Exercise requirements
From the panel program, list every area of work that John Kay's career is said to have spanned.

Passage shown
Panel 3: Re-shaping capital markets after the pandemic

13.30 - 15.00
Chair: Prof. Emilios Avgouleas  

Rebuilding business 

John Kay

Economist and Author; Fellow of St John’s College, Oxford

 


Modern society faces many problems when the provision of the service remains necessary, but the institution providing it fails. The current crisis will throw up many instances. How should we handle these problems? 

Kay is one of Britain’s leading economists. His work is centred on the relationships between economics, finance and business. His career has spanned academic work and think tanks, business schools, company directorships, consultancies and investment companies. John has been a Fellow of St John’s College, Oxford since 1970 and has held chairs at London Business School, the University of Oxford, and the LSE.  His latest book Radical Uncertainty, jointly written with Mervyn King, was published in March 2020. https://twitter.com/ProfJohnKay

The Fintech Platform Revolution and Capital Markets Transformation

Prof. Emilos Avgouleas, 

Chair of International Banking Law and Finance, University of Edinburgh

Portrait of Emilios Avgouleas 


Emilios will discuss the emergence of emergence of financial technology platforms as a catalyst for change in investment markets. On this basis he will explain how decentralised finance, beyond the cryptocurrency space, can economic and social growth goals while it drives through significant efficiency gains. We identify three fundamental properties that should define decentralised finance systems. Anticipated benefits range from a drastic reduction of intermediary rents and transaction costs to repatriation of investor control. The latter could allow new types of markets, such as markets for social investment to emerge to alter today’s narrow asset allocation practices whose fragility has been badly exposed by the pandemic. Still the challenges associated with automation and integration in the supply of investment services are considerable, both at the regulatory and the technical levels.

Information supplied
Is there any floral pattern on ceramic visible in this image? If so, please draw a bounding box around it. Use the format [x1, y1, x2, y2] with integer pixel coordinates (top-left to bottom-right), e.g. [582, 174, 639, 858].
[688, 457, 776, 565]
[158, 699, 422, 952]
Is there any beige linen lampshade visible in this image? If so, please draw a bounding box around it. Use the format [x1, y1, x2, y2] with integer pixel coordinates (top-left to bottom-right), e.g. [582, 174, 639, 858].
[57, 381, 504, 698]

Output for this task
- Academic work
- Think tanks
- Business schools
- Company directorships
- Consultancies
- Investment companies